-------- Selected text
Over the past 30 years, a ‘60/40’ portfolio has delivered strong risk-adjusted returns. However, after interest rates were cut to almost 0% in response to COVID-19, UK Gilts yield 0.2% whilst US Treasuries yield a slightly less miserly 0.7%. If US yields were to fall to 0% investors may get a capital return of 7% or so but what then? During the COVID-19 sell-off, German and Japanese government bonds, which yield -0.5% and 0.1% respectively, were flat.

Does the same fate await US and UK bond investors?

Well, this week one of the world’s largest asset managers, known predominantly for its passive funds, hosted a webinar on this very topic - the future of bonds. The fund house in question concluded that sovereign bonds could no longer offer the same returns upon which the traditional 60/40 portfolio was founded.
----------------
-------- Extracted information
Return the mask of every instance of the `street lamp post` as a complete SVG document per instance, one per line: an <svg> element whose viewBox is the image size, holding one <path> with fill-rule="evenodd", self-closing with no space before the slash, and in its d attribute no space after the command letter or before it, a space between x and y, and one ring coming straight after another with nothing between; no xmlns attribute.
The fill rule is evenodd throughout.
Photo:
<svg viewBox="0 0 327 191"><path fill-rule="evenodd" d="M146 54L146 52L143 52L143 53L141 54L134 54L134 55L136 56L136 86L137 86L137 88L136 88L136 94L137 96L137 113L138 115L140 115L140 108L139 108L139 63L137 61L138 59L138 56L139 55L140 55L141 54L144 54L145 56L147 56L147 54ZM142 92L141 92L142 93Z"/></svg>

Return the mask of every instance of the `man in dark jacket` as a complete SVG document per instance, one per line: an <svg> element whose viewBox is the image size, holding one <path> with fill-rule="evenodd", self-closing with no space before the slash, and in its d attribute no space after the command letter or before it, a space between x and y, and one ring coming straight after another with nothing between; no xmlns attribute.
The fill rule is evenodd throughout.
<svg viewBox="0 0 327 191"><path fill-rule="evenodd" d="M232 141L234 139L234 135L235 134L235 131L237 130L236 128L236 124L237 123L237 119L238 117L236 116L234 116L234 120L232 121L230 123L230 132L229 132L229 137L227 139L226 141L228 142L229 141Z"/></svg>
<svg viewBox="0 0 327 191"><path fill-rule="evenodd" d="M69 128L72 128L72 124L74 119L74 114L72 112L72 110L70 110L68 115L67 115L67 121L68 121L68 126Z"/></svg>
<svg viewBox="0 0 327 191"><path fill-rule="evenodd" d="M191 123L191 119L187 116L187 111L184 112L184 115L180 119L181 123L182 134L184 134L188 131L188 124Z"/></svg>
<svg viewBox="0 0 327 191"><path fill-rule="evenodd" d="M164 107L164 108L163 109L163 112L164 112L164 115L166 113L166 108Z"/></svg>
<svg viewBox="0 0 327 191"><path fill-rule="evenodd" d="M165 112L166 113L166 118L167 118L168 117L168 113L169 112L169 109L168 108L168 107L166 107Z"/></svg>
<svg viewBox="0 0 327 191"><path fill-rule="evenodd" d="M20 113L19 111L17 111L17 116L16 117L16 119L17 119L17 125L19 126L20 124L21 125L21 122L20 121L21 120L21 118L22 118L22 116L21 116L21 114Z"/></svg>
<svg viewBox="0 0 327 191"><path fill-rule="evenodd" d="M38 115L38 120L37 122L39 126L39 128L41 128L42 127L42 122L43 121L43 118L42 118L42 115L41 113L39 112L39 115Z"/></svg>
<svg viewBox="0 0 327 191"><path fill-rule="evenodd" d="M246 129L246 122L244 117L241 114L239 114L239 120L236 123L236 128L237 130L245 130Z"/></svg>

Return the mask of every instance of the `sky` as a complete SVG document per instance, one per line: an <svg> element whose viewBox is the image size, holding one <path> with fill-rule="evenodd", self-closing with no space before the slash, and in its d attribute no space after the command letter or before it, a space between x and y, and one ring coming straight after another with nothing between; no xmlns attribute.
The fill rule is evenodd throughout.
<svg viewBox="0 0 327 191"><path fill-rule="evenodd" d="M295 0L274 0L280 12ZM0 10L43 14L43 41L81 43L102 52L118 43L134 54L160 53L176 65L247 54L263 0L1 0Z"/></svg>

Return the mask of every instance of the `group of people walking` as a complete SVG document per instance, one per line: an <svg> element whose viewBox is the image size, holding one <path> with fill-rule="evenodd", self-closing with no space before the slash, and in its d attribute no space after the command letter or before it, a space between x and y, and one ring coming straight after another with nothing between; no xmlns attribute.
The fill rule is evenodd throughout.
----------------
== Problem to work on ==
Continue the passage on the 60/40 portfolio and bond yields from its final sentence.

== Your response ==
Instead, it advocated the virtues of higher yielding investment grade corporate bonds – the highest rated part of the corporate bond universe. Such a move – selling government bonds to buy bonds issued by companies – increases the credit risk of portfolios, so the risk that the issuer defaults on its debts. Worrisomely, it does this more than investors may realise: around 40% of UK, US and European investment grade corporate bond markets are invested in BBB-rated securities. These are securities one notch away from being considered ‘junk bonds’.

A second option…

If this sounds unpalatable, there is a second option. Rather than increasing default risk, investors can choose to own government bonds with a maturity further into the future, e.g. own a 20 year bond rather than 10 year one. These bonds are still backed by the full faith and credit of governments but have slightly higher yields. The issue with these bonds though is investors are increasing their duration risk. This is the risk that should interest rates rise, these longer duration bonds fall in value more than shorter duration issues. Interestingly, duration has in fact risen for most UK government bond funds.

Both options could be an unpalatable choice for investors. However, there are alternatives to bonds, which can rally when equities fall irrespective of whether bonds go up or down. Whilst past performance is not a guide to future returns, this is precisely how some “alternative funds” performed during the Coronacrisis. Investors may wish to consider allocating part of their portfolios to this asset class.